__DIRECTIONS FOR THIS TASK__:
Rewrite the lines from the start of the records through the line containing "[[[50,19],[8,55],[27,98],[87,91],[80,49]]]", changing "brown jacket" to "gray coat" and leaving everything else as it is.

__DATA ROWS__:
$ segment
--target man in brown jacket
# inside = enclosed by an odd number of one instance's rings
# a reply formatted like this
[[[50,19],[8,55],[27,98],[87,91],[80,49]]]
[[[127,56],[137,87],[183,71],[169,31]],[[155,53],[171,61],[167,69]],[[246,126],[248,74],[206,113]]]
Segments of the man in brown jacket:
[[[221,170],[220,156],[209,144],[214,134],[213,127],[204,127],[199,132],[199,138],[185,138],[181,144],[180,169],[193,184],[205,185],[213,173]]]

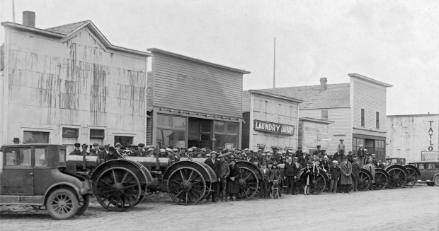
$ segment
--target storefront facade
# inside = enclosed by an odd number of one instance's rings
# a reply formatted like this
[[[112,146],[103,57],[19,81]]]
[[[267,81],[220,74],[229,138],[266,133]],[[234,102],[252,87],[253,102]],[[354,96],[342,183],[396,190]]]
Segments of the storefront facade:
[[[302,100],[259,90],[249,90],[243,99],[243,148],[297,150]]]
[[[240,148],[242,78],[249,71],[158,49],[147,131],[159,147]]]

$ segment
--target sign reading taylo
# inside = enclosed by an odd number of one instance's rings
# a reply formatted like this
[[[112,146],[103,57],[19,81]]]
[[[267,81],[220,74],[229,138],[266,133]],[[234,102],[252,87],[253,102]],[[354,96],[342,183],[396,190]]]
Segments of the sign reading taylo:
[[[280,134],[294,136],[293,125],[272,123],[255,119],[253,129],[255,129],[256,131],[268,131]]]

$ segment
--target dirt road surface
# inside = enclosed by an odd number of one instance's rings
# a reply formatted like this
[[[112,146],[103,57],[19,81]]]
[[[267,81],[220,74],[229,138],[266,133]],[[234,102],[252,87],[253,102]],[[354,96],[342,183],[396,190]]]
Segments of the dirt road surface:
[[[123,213],[92,200],[83,215],[68,220],[52,220],[45,210],[1,206],[0,230],[439,230],[439,187],[425,184],[188,206],[156,197]]]

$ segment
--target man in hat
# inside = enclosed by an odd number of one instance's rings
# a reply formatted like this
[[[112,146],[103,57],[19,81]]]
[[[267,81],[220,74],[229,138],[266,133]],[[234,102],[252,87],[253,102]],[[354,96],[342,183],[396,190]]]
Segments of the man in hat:
[[[350,186],[352,185],[352,164],[348,161],[348,157],[345,156],[343,159],[341,165],[340,165],[340,171],[341,172],[341,178],[340,179],[340,184],[341,184],[341,192],[350,194]]]
[[[204,162],[213,170],[217,179],[216,182],[212,183],[212,192],[206,196],[206,201],[209,201],[209,199],[212,196],[212,201],[217,202],[217,196],[219,193],[219,187],[218,186],[221,182],[221,179],[219,178],[219,160],[217,160],[217,152],[210,152],[210,155],[211,158],[205,160]]]
[[[294,182],[297,179],[297,176],[300,172],[300,165],[297,163],[297,158],[295,158],[295,162],[292,162],[292,158],[288,157],[288,161],[283,167],[283,179],[285,179],[287,184],[287,195],[290,194],[290,192],[292,195],[295,195],[295,189],[294,186]]]
[[[69,155],[82,155],[82,153],[81,153],[81,150],[79,149],[80,147],[81,147],[81,143],[75,143],[74,144],[74,149]]]
[[[359,146],[358,150],[357,150],[357,155],[358,155],[358,158],[360,158],[358,164],[360,164],[360,167],[363,167],[363,165],[364,164],[364,158],[366,156],[366,152],[363,146],[363,144]]]
[[[219,155],[219,178],[221,180],[221,196],[222,201],[226,199],[226,185],[227,183],[227,177],[230,174],[230,168],[229,164],[226,162],[226,156],[224,154]]]
[[[18,137],[16,137],[12,140],[13,144],[20,144],[20,138]]]

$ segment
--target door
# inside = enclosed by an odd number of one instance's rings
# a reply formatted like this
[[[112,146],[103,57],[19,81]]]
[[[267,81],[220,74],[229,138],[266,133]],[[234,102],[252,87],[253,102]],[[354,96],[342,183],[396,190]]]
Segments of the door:
[[[1,194],[33,194],[33,170],[30,148],[4,150],[4,168],[1,174]]]

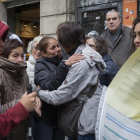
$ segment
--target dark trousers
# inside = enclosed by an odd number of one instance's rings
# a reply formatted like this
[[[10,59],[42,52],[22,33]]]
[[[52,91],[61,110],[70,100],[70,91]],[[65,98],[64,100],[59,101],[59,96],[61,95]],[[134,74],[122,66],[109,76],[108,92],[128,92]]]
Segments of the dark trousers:
[[[58,126],[49,126],[33,120],[32,135],[34,140],[64,140],[65,136]]]
[[[78,135],[77,139],[71,139],[68,138],[68,140],[95,140],[95,134],[90,134],[90,135]]]

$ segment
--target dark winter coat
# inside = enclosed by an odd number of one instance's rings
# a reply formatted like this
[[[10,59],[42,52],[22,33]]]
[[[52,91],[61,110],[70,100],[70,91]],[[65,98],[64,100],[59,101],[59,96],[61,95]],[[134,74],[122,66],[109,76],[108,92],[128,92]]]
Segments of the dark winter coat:
[[[108,54],[119,68],[130,56],[133,41],[133,38],[130,35],[131,31],[132,29],[122,25],[122,30],[115,45],[113,45],[111,39],[107,35],[107,30],[101,34],[101,37],[105,40],[107,46],[109,47]]]
[[[105,61],[106,68],[104,69],[104,73],[99,74],[100,83],[101,85],[109,86],[119,71],[119,67],[113,62],[112,58],[108,54],[103,56],[103,60]]]
[[[39,59],[35,64],[35,84],[40,85],[41,89],[56,90],[65,80],[69,67],[59,57]],[[34,118],[46,123],[47,125],[57,125],[57,106],[47,104],[42,101],[42,115],[38,117],[35,113]]]

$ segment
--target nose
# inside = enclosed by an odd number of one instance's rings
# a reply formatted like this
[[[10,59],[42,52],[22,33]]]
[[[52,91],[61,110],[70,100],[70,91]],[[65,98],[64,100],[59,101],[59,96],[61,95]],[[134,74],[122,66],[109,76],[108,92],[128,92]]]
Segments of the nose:
[[[23,58],[21,56],[19,56],[17,59],[17,63],[19,63],[19,62],[23,62]]]
[[[140,43],[140,37],[138,35],[134,39],[134,43],[136,43],[136,44]]]

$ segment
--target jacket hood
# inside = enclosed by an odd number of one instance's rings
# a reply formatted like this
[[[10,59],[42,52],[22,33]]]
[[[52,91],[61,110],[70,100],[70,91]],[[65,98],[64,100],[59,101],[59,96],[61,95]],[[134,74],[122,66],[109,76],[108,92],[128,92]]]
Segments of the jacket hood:
[[[102,59],[102,56],[98,52],[96,52],[86,44],[85,49],[83,49],[82,53],[89,62],[93,61],[96,63],[96,67],[100,72],[104,72],[106,65],[104,60]]]
[[[58,56],[51,57],[51,58],[43,56],[41,59],[37,60],[37,63],[42,63],[43,61],[50,62],[58,66],[61,60]]]
[[[0,20],[0,39],[4,42],[9,32],[9,26]]]
[[[105,55],[103,56],[103,60],[104,60],[105,62],[107,62],[107,61],[113,61],[112,58],[111,58],[111,56],[110,56],[109,54],[105,54]]]
[[[15,79],[18,79],[25,74],[26,67],[27,64],[25,62],[14,63],[6,58],[0,57],[0,69],[3,69]]]

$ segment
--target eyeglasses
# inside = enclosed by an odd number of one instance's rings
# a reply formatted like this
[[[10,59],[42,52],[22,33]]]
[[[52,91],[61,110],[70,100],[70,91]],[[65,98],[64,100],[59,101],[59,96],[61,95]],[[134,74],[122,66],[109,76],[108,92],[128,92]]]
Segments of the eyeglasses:
[[[91,48],[95,47],[96,44],[88,44]]]

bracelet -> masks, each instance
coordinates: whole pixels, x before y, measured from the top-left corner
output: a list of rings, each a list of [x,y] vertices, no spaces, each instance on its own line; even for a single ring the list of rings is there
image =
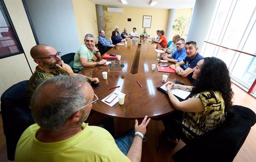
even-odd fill
[[[142,133],[141,133],[141,132],[135,132],[135,136],[140,136],[142,139],[143,139],[143,135],[142,134]]]
[[[166,91],[166,93],[168,93],[168,91],[171,91],[171,92],[172,92],[171,90],[171,89],[170,89]]]

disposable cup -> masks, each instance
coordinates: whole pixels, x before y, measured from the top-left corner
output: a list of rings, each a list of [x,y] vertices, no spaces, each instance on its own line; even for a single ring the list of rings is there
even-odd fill
[[[125,95],[123,93],[118,94],[118,102],[120,105],[122,105],[124,103],[124,97]]]
[[[152,64],[152,70],[154,70],[155,68],[155,64]]]
[[[166,82],[167,80],[167,78],[168,77],[168,76],[166,75],[163,75],[163,79],[162,81],[163,82]]]
[[[106,79],[108,78],[108,72],[102,72],[102,76],[104,79]]]

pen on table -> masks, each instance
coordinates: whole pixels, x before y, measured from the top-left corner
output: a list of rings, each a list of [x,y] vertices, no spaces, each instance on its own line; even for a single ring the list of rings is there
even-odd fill
[[[141,87],[142,87],[142,86],[141,85],[141,84],[138,81],[136,80],[136,82],[137,82],[137,83],[138,83],[138,84],[139,84],[139,85]]]
[[[109,89],[108,89],[108,90],[111,90],[111,89],[114,89],[114,88],[119,88],[119,87],[120,87],[120,86],[116,86],[116,87],[112,87],[112,88],[109,88]]]

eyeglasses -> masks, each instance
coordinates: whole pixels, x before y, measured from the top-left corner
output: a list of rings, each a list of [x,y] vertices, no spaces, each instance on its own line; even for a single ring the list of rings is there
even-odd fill
[[[94,94],[94,96],[96,97],[96,99],[94,100],[92,102],[90,102],[90,103],[88,103],[88,104],[86,104],[84,106],[80,107],[78,110],[77,110],[77,111],[79,110],[81,110],[81,109],[87,106],[88,106],[90,105],[91,104],[92,104],[93,103],[95,103],[96,102],[98,101],[98,100],[99,100],[99,98],[98,98],[98,96],[97,96],[95,94]]]
[[[184,44],[184,43],[176,43],[175,44],[176,45],[180,45],[181,44]]]
[[[43,57],[42,58],[37,58],[36,59],[50,59],[51,60],[54,60],[56,59],[56,56],[58,56],[60,57],[61,56],[61,52],[57,52],[56,54],[54,55],[51,55],[47,57]]]

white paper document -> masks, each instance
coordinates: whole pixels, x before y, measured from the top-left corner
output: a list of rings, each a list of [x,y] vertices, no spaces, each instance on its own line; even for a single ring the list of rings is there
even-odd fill
[[[157,53],[161,53],[163,54],[165,54],[165,52],[163,51],[162,50],[160,50],[160,49],[154,49],[154,50]]]
[[[110,96],[110,95],[113,93],[116,93],[118,94],[124,94],[125,96],[126,95],[126,94],[125,94],[124,93],[123,93],[122,92],[120,92],[118,90],[115,90],[115,91],[114,91],[113,92],[112,92],[112,93],[110,93],[109,95],[108,96],[106,96],[106,97],[105,97],[104,99],[101,100],[101,101],[102,101],[104,103],[105,103],[106,104],[107,104],[108,105],[108,106],[109,106],[111,107],[112,107],[113,106],[114,106],[115,105],[115,104],[116,104],[117,102],[118,102],[118,96],[117,96],[117,97],[116,97],[116,98],[115,99],[112,101],[112,102],[111,102],[110,103],[108,103],[107,102],[105,102],[105,100],[106,100],[106,99],[109,96]]]
[[[165,86],[166,84],[165,84],[160,87],[162,89],[165,90],[165,91],[166,91],[166,86]],[[186,99],[186,98],[187,98],[190,94],[190,92],[177,88],[172,88],[171,89],[171,90],[173,94],[176,96],[178,97],[181,99],[183,99],[183,100]]]

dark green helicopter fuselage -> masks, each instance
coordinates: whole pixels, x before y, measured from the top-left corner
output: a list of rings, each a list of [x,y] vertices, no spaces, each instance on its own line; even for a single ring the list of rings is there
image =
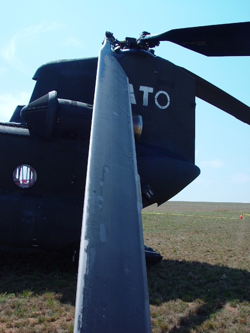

__RESPONSE TO THIS EXERCISE__:
$ segment
--target man in gray coat
# inside = enclosed by an odd number of one instance's rings
# a reply formatted like this
[[[50,19],[8,55],[27,98],[87,91],[80,49]]]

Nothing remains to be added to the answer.